# Task 1
Decide whether each statement agrees with the post about the Le Monde puzzle below: (a) Player A picks a number between 1 and 10. (b) The game continues until n is larger than 100. (c) The first R code tried ran without error. Answer yes or no for each, quoting the deciding words of the post.

# Le Monde puzzle [#875]

July 11, 2014
By

(This article was first published on Xi'an's Og » R, and kindly contributed to R-bloggers)

I learned something in R today thanks to Le Monde mathematical puzzle:

A two-player game consists in A picking a number n between 1 and 10 and B and A successively choosing and applying one of three transforms to the current value of n

• n=n+1,
• n=3n,
• n=4n,

starting with B, until n is larger than 999. Which value(s) of n should A pick if both players act optimally?

Indeed, I first tested the following R code

sole=function(n){
if (n>999){ return(TRUE)
}else{
return((!sole(3*n))&(!sole(4*n))&(!sole(n+1)))
}}


which did not work because of too many calls to sole:

>sole(1)
Error: evaluation nested too deeply: infinite recursion
/ options(expressions=)?


So I included a memory in the calls to sole so that good and bad entries of n were saved for later calls:

visit=rep(-1,1000) #not yet visited
sole=function(n){
if (n>999){ return(TRUE)

Records from a data source:
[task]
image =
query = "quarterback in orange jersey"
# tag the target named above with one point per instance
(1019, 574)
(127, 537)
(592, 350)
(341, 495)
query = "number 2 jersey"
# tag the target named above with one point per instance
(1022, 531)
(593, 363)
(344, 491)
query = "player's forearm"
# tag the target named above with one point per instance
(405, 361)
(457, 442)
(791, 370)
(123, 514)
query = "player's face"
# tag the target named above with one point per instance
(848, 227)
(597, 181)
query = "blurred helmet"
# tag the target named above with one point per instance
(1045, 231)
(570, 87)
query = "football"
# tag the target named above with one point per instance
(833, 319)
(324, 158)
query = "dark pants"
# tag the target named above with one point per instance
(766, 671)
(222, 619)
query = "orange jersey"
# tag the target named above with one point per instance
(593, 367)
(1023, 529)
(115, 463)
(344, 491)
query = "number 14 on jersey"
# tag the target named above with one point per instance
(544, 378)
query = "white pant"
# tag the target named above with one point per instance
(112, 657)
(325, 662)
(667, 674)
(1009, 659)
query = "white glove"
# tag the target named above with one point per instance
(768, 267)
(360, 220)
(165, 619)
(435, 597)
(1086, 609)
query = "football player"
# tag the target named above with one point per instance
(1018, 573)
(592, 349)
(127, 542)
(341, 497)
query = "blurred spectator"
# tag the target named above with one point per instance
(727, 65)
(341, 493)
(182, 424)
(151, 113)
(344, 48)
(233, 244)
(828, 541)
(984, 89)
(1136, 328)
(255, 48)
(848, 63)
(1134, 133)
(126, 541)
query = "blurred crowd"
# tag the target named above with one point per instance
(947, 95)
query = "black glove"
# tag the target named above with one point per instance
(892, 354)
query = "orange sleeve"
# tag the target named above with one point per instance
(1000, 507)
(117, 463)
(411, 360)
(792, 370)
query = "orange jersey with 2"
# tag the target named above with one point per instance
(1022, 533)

# Task 2
From the records above, pull out every line that contains the string "orange".

# Expected output 1
(a) Yes: "A picking a number n between 1 and 10"
(b) No: "until n is larger than 999"
(c) No: "which did not work because of too many calls to sole"

# Expected output 2
query = "quarterback in orange jersey"
query = "orange jersey"
query = "orange sleeve"
query = "orange jersey with 2"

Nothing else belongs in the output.